▶ Text provided:
((
Thanks for the good words. You’re plainly an informed commenter. What do you think? Was the experiment in Hauser-Chomsky-Fitch unambiguous in its demonstration of recursive thinking among humans or might there have been some other explanation there too?

By the way, for visitors who are not as well informed on the jargon, CFG refers to context-free grammar. That’s a formal grammar that allows for the production of recursive sentences.

tim

I haven't read the Gentner et al. article, but an experiment that needs to use 12,000 trials to get an animal to do something seems somewhat dodgy to me - without knowing their procedures, the animals may well be picking up some other cue to recursion/non-recursion. Regardless, Chomsky's position would be that we are predisposed to detecting recursion (especially considering all that stuff about FOXP2, and in the article they point to the statistical learning paradigm of Jenny Saffran as a learning mechanism for recursion). That it takes 12,000 trials for a starling to distinguish recursion indicates that the starling is probably not predisposed in the same way that we are.

With that in mind, I do have problems with HCF's position. Firstly, they argued that recursion is not only unique to humans but unique to language, that only language uses that module. This something which is clearly negated by the presence of music and dance in humans, which are also recursive but not language. Something else that comes out quite clearly when you consider Pinker and Jackendoff's reply to the paper (and HCF's reply to that) is that HCF believe that recursion's uniqueness to humans is very good evidence of language being evolved. It could, however, simply be that it's not the presence of recursion as such that makes language language, nor the presence of certain grammatical formations (and so on, see P&J's reply for a more detailed list) - but instead the combination of all of these things. Seems like no other animal is capable of all of the other components of language in quite the same way we are, though I'm sure that some animal somewhere is capable and predisposed to each individual aspect of language in some way.
))
Reproduce the part of the recursion discussion above that starts at the words "Thanks for the" and ends after "of recursive sentences.", without changing a word.

▶ Records supplied:
((
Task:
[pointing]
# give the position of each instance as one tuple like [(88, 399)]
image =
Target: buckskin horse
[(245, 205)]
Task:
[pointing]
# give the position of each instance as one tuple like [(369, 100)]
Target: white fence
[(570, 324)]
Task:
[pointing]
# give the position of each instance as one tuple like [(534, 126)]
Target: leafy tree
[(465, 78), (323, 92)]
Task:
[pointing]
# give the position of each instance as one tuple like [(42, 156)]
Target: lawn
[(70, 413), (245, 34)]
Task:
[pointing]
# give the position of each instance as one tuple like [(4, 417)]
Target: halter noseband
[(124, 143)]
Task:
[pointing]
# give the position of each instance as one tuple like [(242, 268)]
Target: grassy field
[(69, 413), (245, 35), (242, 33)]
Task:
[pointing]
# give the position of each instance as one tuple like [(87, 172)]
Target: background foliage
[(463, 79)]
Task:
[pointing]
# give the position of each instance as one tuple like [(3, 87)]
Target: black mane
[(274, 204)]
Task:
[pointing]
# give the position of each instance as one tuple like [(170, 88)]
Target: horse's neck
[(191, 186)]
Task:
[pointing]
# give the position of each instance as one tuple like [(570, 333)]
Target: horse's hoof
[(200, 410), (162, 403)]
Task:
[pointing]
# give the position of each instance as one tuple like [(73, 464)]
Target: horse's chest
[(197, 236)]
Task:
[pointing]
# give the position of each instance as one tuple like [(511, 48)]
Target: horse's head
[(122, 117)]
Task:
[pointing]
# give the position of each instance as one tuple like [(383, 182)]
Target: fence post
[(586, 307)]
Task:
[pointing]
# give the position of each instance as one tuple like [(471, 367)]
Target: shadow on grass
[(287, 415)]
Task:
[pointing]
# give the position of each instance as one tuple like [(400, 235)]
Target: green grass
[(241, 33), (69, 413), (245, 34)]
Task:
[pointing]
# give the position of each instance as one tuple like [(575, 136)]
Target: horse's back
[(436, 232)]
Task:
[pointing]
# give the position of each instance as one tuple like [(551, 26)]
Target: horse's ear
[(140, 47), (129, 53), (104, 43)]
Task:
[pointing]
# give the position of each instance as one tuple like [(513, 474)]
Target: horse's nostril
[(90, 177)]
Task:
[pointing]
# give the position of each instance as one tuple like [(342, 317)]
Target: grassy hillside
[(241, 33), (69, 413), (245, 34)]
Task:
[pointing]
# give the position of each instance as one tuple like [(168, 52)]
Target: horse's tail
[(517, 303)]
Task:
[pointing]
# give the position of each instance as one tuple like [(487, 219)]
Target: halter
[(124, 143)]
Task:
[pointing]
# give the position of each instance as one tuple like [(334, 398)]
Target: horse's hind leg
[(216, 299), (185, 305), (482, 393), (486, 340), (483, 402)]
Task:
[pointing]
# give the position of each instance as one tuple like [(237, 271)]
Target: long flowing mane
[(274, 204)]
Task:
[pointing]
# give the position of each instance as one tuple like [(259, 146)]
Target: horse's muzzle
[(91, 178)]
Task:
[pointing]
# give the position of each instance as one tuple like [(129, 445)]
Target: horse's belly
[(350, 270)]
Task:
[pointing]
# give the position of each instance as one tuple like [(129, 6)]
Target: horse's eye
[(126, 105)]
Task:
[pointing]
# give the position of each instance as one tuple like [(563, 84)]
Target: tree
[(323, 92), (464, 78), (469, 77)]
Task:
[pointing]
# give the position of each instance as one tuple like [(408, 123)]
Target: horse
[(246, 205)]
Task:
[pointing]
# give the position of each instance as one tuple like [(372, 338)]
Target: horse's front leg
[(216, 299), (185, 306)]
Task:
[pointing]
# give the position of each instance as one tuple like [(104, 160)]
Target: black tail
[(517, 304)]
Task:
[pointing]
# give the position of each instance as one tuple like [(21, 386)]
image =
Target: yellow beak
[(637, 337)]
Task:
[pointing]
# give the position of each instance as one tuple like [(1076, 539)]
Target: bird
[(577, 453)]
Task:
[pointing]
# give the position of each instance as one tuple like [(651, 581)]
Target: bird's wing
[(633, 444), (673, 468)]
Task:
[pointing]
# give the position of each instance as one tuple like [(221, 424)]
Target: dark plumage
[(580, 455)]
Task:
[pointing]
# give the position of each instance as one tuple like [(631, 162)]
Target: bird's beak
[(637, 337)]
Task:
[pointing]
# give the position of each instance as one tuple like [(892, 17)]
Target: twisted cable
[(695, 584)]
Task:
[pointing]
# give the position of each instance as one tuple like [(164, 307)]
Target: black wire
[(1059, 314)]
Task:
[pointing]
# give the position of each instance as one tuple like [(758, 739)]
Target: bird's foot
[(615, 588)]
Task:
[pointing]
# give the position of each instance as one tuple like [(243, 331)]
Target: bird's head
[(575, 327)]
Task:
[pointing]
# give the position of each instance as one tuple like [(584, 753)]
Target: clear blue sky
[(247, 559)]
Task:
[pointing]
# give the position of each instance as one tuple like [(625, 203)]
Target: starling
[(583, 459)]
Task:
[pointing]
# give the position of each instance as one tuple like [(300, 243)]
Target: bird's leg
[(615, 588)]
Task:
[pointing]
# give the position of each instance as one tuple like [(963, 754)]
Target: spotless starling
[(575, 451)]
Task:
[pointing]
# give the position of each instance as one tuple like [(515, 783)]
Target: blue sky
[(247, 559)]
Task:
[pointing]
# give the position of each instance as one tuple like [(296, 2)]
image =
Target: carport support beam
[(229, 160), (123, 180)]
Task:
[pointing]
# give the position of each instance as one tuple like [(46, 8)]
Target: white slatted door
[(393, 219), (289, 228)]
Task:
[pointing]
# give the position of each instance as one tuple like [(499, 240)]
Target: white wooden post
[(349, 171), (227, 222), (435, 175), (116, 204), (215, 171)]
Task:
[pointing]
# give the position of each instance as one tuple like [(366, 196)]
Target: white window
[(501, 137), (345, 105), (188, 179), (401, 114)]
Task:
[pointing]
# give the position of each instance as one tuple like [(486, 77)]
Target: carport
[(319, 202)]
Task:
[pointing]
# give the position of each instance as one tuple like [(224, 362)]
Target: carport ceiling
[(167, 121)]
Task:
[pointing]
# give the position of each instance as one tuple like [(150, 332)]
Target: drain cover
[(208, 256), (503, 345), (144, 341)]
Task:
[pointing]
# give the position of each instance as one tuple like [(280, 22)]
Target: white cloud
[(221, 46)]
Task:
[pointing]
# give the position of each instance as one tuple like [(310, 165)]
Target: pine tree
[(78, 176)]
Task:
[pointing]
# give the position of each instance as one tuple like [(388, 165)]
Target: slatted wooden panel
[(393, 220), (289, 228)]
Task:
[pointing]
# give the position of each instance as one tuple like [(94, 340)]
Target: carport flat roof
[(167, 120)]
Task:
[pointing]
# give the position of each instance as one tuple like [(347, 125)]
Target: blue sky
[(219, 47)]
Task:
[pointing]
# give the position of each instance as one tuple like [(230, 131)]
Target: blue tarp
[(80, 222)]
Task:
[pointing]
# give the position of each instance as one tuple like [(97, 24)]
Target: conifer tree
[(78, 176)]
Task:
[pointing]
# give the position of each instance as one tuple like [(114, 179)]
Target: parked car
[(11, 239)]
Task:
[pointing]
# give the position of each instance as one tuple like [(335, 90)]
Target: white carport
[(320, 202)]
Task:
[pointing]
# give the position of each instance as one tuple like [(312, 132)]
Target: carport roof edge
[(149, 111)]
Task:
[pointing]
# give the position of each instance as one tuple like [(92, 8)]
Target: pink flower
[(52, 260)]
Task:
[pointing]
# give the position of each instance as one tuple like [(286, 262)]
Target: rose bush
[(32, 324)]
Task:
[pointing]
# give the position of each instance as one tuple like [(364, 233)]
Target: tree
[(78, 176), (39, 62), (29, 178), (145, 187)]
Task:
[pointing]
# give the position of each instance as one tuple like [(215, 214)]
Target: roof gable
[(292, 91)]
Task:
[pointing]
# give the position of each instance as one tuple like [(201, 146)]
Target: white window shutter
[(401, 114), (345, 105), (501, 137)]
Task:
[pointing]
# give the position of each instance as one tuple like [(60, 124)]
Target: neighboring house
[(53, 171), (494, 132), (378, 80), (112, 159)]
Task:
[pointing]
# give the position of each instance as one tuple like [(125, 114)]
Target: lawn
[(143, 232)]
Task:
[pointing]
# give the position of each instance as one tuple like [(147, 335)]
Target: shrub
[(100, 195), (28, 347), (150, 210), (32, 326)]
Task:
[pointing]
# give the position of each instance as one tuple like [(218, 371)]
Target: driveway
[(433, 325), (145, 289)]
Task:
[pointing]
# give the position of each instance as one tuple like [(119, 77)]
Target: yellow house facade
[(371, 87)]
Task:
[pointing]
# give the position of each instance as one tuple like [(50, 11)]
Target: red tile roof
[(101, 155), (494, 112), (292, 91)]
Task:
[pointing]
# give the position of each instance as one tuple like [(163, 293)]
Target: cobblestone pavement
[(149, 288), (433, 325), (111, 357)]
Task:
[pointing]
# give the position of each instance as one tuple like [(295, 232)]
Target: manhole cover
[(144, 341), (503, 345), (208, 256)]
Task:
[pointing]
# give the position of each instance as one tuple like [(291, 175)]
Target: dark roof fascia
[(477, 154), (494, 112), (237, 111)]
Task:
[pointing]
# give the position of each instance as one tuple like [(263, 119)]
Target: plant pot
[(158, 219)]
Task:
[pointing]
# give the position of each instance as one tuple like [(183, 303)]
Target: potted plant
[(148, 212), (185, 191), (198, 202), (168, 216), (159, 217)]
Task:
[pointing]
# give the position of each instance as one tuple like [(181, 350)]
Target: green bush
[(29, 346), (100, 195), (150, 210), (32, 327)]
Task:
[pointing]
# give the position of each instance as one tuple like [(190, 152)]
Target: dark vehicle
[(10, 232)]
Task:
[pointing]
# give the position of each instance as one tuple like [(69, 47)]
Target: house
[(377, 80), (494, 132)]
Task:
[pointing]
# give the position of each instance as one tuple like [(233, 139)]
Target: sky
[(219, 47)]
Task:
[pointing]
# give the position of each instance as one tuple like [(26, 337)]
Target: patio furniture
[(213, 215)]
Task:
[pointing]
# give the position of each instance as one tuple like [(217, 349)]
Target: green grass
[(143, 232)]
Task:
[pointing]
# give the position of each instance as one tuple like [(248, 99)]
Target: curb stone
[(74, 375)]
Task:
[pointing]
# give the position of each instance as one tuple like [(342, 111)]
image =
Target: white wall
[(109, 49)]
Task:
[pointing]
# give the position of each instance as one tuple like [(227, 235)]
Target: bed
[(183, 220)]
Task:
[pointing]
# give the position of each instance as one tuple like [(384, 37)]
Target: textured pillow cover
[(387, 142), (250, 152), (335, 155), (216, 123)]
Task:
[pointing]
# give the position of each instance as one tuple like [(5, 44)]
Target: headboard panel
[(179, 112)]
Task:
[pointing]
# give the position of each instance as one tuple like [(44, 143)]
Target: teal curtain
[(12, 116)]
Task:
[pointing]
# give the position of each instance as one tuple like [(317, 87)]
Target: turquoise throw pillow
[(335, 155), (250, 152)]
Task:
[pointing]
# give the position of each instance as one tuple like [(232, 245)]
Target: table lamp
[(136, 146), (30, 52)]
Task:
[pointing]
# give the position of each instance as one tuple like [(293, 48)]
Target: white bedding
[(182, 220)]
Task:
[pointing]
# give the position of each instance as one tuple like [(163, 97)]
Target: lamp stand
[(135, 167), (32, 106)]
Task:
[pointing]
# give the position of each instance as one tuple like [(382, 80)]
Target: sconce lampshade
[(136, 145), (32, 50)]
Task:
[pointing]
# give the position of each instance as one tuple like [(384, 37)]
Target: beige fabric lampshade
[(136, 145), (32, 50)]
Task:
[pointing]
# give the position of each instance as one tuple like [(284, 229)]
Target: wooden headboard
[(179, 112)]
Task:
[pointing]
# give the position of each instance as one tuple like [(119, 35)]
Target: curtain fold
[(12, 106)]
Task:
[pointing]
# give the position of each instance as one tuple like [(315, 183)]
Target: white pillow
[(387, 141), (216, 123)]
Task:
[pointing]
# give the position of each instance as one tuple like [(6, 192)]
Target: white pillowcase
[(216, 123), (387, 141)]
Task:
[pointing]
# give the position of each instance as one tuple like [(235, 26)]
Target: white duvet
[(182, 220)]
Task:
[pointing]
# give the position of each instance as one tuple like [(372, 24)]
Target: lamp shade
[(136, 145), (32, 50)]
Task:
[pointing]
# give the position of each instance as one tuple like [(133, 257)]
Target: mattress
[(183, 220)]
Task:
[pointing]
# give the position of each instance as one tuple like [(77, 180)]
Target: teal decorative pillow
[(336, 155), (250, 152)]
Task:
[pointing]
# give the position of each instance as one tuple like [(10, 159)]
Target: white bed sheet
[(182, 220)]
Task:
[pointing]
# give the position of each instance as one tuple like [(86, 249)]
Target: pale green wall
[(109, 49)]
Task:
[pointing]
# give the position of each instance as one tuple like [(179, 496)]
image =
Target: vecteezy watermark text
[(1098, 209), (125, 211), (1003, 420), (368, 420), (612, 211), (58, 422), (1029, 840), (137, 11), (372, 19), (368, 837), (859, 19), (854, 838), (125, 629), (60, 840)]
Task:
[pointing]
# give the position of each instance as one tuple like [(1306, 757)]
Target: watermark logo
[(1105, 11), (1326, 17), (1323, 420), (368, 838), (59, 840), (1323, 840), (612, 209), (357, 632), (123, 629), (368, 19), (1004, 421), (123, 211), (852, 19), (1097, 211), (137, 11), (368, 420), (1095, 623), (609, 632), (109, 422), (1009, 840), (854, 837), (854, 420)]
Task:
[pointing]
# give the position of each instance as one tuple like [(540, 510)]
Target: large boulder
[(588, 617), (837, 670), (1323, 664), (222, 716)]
))
▶ Result of this exercise:
Thanks for the good words. You’re plainly an informed commenter. What do you think? Was the experiment in Hauser-Chomsky-Fitch unambiguous in its demonstration of recursive thinking among humans or might there have been some other explanation there too?

By the way, for visitors who are not as well informed on the jargon, CFG refers to context-free grammar. That’s a formal grammar that allows for the production of recursive sentences.